> **ЗАДАЧА 1**
Выпишите из записей все строки, где встречается слово «hanging».

Нельзя, разумеется, отрицать роль описания в сюжете. Дескриптивные элементы придают бо́льшую рельефность развитию действия, способствуют его образной выразительности. Достоевский никогда не занимался накоплением бытовых деталей, постоянно напоминая о том, что «задача искусства не случайности быта, а общая их идея...». Л. Толстой в этом вопросе держался той же позиции, что и Достоевский. По его твердому убеждению, художник не должен пренебрегать никакой мелочью, но каждая из них должна быть связана с «внутренней сущностью дела».

> **ЗАДАЧА 2**
Продолжите рассуждение о роли описания в сюжете, начав сразу после его последнего предложения.

> **ИСХОДНЫЕ ДАННЫЕ**
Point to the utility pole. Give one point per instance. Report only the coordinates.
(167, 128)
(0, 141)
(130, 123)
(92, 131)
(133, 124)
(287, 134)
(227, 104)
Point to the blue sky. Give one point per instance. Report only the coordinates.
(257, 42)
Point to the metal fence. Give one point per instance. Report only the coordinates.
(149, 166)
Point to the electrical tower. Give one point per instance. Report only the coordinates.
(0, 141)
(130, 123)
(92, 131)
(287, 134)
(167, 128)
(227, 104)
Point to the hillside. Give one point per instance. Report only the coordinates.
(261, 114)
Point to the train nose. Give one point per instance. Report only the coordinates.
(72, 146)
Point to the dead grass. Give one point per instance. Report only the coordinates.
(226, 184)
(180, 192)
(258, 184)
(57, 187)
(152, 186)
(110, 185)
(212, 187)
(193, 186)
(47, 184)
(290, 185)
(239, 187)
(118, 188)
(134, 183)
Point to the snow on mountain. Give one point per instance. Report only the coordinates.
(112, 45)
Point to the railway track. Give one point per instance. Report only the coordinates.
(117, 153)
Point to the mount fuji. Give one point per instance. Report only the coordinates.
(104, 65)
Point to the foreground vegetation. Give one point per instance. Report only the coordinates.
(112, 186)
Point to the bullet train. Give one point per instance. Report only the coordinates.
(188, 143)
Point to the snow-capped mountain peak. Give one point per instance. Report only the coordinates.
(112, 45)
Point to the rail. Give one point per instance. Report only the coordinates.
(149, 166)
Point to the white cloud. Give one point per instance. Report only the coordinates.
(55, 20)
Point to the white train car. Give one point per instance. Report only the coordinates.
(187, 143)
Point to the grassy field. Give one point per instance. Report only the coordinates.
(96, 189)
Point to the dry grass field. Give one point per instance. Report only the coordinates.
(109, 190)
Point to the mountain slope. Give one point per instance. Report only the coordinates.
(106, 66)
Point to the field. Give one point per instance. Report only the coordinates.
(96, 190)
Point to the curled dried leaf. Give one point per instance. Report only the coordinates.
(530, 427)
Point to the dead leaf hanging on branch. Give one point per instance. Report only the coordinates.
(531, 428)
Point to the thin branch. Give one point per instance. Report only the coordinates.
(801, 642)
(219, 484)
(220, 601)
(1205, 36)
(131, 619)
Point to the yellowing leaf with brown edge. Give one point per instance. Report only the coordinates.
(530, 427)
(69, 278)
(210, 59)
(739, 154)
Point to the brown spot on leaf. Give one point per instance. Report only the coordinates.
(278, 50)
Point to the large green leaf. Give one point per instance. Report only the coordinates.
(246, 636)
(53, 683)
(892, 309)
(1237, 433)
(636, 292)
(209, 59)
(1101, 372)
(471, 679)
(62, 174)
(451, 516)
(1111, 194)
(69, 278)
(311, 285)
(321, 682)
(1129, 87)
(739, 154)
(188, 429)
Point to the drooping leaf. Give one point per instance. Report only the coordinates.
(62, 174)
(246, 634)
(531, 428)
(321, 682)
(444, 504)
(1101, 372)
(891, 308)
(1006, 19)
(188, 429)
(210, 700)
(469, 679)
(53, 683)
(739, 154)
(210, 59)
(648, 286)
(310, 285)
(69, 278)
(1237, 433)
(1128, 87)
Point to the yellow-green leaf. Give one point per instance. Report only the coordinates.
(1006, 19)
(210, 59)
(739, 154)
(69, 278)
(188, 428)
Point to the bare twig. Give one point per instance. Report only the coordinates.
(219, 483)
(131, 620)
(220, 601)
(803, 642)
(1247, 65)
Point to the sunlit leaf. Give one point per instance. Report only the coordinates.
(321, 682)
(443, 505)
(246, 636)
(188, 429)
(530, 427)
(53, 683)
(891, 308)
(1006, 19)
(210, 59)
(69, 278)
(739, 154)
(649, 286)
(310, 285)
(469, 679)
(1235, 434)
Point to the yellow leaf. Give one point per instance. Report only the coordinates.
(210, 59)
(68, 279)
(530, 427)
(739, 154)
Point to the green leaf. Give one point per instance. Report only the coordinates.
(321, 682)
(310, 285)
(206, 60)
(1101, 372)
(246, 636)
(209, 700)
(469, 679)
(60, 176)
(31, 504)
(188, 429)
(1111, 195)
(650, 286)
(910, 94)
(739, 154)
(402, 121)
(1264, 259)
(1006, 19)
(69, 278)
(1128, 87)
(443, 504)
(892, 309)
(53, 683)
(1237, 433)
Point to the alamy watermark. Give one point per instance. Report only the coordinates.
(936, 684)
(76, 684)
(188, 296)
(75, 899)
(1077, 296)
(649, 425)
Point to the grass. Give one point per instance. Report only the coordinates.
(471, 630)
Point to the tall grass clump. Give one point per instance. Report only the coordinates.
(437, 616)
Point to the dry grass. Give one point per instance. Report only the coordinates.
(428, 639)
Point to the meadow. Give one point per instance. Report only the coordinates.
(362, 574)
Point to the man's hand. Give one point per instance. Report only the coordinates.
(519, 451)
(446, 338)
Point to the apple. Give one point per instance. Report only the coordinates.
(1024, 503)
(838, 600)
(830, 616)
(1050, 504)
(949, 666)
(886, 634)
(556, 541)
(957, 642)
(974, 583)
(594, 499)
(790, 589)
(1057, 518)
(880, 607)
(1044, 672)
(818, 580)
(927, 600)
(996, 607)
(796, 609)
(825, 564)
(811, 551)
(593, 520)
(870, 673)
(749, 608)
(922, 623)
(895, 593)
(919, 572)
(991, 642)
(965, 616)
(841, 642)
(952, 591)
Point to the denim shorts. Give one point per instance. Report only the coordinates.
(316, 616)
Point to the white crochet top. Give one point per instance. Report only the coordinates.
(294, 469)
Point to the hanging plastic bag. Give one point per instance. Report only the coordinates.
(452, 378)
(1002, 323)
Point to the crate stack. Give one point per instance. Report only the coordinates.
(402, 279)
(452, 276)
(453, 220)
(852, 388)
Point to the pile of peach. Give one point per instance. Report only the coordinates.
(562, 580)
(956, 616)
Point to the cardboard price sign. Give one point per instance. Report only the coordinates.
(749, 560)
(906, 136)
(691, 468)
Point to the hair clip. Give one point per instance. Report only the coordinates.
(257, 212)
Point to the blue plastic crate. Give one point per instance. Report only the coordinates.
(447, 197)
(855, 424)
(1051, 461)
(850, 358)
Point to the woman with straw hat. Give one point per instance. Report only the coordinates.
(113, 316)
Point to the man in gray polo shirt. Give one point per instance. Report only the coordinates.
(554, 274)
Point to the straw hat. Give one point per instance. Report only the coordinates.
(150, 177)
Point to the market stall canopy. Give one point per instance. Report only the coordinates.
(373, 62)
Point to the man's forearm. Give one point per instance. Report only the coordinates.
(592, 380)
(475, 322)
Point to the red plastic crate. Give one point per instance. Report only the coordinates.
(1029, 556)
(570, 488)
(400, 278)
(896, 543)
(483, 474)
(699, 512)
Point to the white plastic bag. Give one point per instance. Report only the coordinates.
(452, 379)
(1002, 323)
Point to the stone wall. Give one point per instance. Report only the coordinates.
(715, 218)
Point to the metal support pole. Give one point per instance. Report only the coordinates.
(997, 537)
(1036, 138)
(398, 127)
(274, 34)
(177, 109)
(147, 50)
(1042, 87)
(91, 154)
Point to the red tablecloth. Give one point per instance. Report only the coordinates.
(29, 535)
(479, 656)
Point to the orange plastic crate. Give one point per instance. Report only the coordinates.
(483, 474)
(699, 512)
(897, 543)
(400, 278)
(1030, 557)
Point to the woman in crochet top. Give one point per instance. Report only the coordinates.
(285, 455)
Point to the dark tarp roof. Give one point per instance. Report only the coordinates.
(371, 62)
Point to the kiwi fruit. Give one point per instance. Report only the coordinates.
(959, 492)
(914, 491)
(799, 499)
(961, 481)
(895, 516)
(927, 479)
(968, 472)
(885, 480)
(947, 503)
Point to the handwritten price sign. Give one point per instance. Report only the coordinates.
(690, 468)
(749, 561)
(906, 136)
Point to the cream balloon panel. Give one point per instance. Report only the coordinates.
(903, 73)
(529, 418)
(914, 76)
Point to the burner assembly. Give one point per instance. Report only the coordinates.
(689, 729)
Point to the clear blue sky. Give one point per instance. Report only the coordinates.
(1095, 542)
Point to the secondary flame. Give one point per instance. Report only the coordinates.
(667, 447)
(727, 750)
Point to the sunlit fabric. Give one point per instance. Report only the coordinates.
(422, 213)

> **ОКОНЧАТЕЛЬНЫЙ ОТВЕТ 1**
Point to the dead leaf hanging on branch. Give one point per instance. Report only the coordinates.
Point to the hanging plastic bag. Give one point per instance. Report only the coordinates.

> **ОКОНЧАТЕЛЬНЫЙ ОТВЕТ 2**
В заключение еще раз подчеркнем, что ценность всякого описания — пейзажа или вещей — не ограничивается его фотографической верностью. Конечно, в большинстве случаев нужно видеть то, что хочется описать, но, в конце концов, для писателей с богато развитым воображением это не обязательно. Известно, что Шиллер, никогда не бывавший в Швейцарии, ярко воссоздал своеобразный колорит этой горной страны. Важно, чтобы воображение писателя дополнило собою результаты его изучений и чтобы эти разнородные элементы сочетались друг с другом в некоем творческом синтезе. Короленко говорил в этом случае: «Пусть же это будет настоящий город (то есть не списанный непременно и точно с натуры, но такой, чтобы мы-то увидели, как настоящий)».
От анализа работы писателя над сюжетом перейдем к его работе над архитектоникой, внешним композиционным каркасом произведения.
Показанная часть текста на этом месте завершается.